%%

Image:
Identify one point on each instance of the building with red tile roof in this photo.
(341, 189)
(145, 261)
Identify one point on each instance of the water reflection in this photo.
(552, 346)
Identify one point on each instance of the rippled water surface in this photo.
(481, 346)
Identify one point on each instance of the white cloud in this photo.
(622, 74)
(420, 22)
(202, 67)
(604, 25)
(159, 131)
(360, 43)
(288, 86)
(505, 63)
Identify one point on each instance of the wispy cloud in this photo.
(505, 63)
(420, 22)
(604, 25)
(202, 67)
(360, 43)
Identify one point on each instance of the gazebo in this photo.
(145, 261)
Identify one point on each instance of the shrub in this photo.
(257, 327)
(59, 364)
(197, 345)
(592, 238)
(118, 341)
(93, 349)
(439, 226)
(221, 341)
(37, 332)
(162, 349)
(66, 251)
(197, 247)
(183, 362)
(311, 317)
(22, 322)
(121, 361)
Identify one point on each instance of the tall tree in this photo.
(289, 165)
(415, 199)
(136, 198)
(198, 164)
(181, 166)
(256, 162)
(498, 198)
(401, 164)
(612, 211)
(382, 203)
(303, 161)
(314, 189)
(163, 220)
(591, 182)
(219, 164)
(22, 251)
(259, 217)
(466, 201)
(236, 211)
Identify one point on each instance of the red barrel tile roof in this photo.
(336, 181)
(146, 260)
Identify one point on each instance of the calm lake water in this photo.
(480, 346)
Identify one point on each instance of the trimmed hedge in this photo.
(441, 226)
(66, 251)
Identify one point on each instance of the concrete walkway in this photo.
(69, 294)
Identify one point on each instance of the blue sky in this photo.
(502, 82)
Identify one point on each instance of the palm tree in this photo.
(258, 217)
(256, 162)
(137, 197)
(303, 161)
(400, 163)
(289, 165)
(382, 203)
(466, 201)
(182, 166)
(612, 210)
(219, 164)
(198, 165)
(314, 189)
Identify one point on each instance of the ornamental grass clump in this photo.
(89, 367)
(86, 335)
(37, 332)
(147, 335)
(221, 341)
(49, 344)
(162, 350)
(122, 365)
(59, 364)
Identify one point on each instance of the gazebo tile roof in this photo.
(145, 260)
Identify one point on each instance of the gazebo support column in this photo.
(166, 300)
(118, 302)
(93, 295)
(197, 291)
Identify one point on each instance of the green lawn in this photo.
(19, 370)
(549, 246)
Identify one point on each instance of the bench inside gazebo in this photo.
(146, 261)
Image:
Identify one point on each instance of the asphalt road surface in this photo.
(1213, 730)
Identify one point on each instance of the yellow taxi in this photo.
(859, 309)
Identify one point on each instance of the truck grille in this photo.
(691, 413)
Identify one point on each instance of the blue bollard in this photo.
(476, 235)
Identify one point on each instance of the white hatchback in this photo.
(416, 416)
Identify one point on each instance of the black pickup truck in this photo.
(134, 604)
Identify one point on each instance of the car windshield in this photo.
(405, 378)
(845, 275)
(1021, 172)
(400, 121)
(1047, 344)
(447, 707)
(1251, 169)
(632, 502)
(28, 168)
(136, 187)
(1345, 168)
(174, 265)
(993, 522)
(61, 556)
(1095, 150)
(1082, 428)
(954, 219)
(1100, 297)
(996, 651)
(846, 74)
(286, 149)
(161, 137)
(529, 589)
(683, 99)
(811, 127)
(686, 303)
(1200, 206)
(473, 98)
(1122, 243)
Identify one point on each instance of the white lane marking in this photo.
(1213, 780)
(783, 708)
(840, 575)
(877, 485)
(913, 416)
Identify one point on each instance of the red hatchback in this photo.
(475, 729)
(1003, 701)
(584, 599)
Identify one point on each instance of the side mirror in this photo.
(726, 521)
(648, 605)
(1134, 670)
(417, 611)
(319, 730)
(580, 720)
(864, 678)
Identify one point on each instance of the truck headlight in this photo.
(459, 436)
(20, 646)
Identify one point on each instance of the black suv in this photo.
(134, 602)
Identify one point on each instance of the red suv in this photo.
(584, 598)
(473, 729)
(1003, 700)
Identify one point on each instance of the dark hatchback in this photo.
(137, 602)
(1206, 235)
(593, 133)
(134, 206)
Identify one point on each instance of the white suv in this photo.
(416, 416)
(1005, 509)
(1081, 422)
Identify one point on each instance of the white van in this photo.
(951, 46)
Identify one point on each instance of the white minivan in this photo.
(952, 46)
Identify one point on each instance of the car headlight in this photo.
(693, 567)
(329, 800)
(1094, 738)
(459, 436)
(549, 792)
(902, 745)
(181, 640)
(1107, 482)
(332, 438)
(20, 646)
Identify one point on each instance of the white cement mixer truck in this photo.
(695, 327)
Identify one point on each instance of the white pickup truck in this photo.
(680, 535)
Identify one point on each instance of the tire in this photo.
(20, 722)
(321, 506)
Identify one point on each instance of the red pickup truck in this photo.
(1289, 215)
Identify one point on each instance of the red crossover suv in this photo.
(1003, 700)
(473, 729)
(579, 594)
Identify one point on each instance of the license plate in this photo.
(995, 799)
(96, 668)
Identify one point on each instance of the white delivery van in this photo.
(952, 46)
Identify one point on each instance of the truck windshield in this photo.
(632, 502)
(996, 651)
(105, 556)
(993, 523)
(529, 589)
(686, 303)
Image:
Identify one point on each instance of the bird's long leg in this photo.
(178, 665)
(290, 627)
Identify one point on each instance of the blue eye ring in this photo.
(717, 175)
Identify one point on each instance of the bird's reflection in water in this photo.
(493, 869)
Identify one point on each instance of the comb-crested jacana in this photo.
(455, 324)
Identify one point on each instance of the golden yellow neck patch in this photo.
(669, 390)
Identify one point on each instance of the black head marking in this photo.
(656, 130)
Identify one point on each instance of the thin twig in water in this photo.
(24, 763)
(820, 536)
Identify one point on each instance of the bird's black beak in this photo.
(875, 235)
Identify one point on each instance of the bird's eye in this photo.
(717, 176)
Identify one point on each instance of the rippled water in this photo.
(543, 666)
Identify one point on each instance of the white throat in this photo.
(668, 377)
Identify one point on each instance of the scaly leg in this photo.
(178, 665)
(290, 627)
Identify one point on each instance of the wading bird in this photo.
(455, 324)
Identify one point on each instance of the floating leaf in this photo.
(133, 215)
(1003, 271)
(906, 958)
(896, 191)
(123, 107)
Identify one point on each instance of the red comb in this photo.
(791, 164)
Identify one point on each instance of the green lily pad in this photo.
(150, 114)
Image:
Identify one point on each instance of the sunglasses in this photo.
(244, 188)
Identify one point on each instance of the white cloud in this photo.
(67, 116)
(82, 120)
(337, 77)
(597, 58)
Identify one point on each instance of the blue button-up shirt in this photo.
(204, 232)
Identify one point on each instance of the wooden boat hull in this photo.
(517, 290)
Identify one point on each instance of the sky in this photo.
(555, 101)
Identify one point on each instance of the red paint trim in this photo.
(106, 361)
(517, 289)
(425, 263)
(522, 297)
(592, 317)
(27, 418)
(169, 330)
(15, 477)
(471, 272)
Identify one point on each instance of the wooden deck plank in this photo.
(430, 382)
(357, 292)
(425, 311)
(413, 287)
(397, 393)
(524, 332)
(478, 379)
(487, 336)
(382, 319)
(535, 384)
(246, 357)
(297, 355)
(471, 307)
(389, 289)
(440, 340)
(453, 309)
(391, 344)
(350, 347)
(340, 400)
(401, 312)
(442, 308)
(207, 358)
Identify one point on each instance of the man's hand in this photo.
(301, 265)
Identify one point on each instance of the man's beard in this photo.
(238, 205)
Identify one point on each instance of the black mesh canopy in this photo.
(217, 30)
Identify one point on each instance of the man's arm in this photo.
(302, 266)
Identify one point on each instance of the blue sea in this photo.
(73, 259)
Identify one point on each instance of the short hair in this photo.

%%

■ Exercise description
Repeat only the stretch of lines that opens with the line containing "Identify one point on each instance of the red comb" and closes with the final line of the entries, both included, exactly as written.

■ Written answer
Identify one point on each instance of the red comb in this photo.
(791, 164)
Identify one point on each instance of the green lily pad in this photo.
(150, 114)
Image:
Identify one point on each instance of the sunglasses in this photo.
(244, 188)
Identify one point on each instance of the white cloud in this photo.
(67, 116)
(82, 120)
(337, 77)
(597, 58)
Identify one point on each instance of the blue button-up shirt in this photo.
(204, 232)
Identify one point on each instance of the wooden boat hull in this photo.
(517, 290)
Identify one point on each instance of the sky in this photo.
(555, 101)
Identify one point on each instance of the red paint trim in this photo.
(106, 361)
(517, 289)
(425, 263)
(522, 297)
(592, 317)
(27, 418)
(169, 330)
(15, 477)
(471, 272)
Identify one point on each instance of the wooden deck plank in this photo.
(430, 382)
(357, 292)
(425, 311)
(413, 287)
(397, 393)
(524, 332)
(478, 379)
(487, 336)
(382, 319)
(535, 384)
(246, 357)
(297, 355)
(471, 307)
(389, 289)
(440, 340)
(453, 309)
(391, 344)
(350, 347)
(340, 400)
(401, 312)
(442, 308)
(207, 358)
Identify one point on each instance of the man's hand in this photo.
(301, 265)
Identify one point on each instance of the man's beard in this photo.
(238, 205)
Identify one point on each instance of the black mesh canopy in this photo.
(217, 30)
Identify one point on each instance of the man's arm in this photo.
(302, 266)
Identify one point on each instance of the blue sea in this photo.
(73, 259)
Identify one point on each instance of the short hair in this photo.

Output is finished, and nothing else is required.